[TASK DETAILS]: Quote, without any change, the line that contains "rough mask: <svg" and all lines that follow it to the end of the data below.

[INFORMATION SHOWN]:
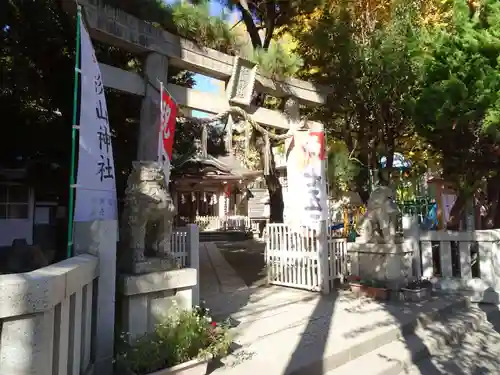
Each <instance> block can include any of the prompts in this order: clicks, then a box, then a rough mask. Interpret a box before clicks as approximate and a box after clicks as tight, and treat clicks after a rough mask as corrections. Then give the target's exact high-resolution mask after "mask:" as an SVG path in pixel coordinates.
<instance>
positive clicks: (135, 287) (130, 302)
mask: <svg viewBox="0 0 500 375" xmlns="http://www.w3.org/2000/svg"><path fill="white" fill-rule="evenodd" d="M124 203H125V205H124V209H123V215H122V223H121V224H122V225H121V229H120V242H121V243H120V253H119V254H118V256H119V278H118V292H119V299H120V300H119V303H118V306H119V309H120V311H119V330H121V331H123V332H127V333H128V338H129V340H131V341H132V340H134V339H136V338H137V337H140V336H142V335H144V334H146V333H148V332H151V331H152V330H153V329H154V327H155V325H156V324H158V323H161V322H162V320H163V319H164V317H165V315H166V314H169V312H171V311H172V310H173V309H174V308H180V309H191V308H192V305H193V290H194V289H195V288H196V287H197V279H198V276H197V270H196V269H193V268H182V269H179V268H178V266H177V264H176V261H175V258H174V257H173V255H172V253H171V248H170V246H171V240H170V239H171V235H172V225H173V219H174V214H175V206H174V204H173V202H172V199H171V197H170V194H169V192H168V189H167V186H166V183H165V174H164V172H163V168H162V166H161V165H160V164H159V163H157V162H144V161H136V162H134V163H133V168H132V171H131V173H130V175H129V178H128V182H127V189H126V191H125V202H124Z"/></svg>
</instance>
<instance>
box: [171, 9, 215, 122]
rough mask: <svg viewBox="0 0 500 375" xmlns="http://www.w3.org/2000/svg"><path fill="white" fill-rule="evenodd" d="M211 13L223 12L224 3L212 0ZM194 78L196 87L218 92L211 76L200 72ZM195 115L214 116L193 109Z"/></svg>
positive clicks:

[OUTPUT BELOW]:
rough mask: <svg viewBox="0 0 500 375" xmlns="http://www.w3.org/2000/svg"><path fill="white" fill-rule="evenodd" d="M211 13L223 12L224 3L212 0ZM194 78L196 87L218 92L211 76L200 72ZM195 115L214 116L193 109Z"/></svg>
positive clicks:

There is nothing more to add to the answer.